## SUPPLIED INFORMATION:
■ ■ ■ ■ ■
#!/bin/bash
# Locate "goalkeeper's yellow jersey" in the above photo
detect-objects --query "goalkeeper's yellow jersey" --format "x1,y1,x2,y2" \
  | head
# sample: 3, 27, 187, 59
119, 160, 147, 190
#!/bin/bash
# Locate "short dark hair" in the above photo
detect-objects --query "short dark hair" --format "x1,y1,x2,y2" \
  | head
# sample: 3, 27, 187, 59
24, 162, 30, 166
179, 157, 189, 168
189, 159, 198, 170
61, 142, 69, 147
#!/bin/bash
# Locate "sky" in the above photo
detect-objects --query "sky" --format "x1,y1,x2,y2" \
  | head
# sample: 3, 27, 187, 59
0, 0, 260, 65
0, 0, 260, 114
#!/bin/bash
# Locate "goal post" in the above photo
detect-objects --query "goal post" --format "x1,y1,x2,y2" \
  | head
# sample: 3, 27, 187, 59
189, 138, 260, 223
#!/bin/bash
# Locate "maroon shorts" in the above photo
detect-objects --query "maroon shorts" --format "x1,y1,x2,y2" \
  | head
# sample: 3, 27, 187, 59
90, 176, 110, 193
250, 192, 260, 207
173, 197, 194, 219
■ ■ ■ ■ ■
## TASK TO CARRY OUT:
Please give every entry again, precisely as it appears.

## WRITTEN ANSWER:
#!/bin/bash
# Locate "goalkeeper's yellow jersey" in the above photo
detect-objects --query "goalkeeper's yellow jersey" --format "x1,y1,x2,y2" \
  | head
# sample: 3, 27, 187, 59
119, 160, 147, 190
#!/bin/bash
# Locate "short dark hair" in the above photo
detect-objects --query "short dark hair" --format "x1,y1,x2,y2" \
  | head
# sample: 3, 27, 187, 59
24, 162, 30, 166
179, 157, 189, 168
189, 159, 198, 170
61, 142, 69, 147
#!/bin/bash
# Locate "sky" in the above photo
detect-objects --query "sky" --format "x1,y1,x2,y2" \
  | head
# sample: 3, 27, 187, 59
0, 0, 260, 65
0, 0, 260, 114
#!/bin/bash
# Locate "goal post" in the above photo
detect-objects --query "goal post" --format "x1,y1,x2,y2" \
  | head
# sample: 3, 27, 187, 59
189, 138, 260, 223
#!/bin/bash
# Locate "maroon shorts" in the above photo
detect-objects --query "maroon shorts" --format "x1,y1,x2,y2" \
  | head
# sample: 3, 27, 187, 59
90, 176, 110, 193
250, 192, 260, 207
173, 197, 194, 219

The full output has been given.